| DESCRIPTION OF THE TASK |
Could you copy out every line of the data where the word "formatted" occurs?

| TASK INPUTS |
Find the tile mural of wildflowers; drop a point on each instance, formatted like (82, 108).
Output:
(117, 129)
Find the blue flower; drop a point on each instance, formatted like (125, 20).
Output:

| RESPONSE AREA |
Find the tile mural of wildflowers; drop a point on each instance, formatted like (82, 108).
Find the blue flower; drop a point on each instance, formatted like (125, 20).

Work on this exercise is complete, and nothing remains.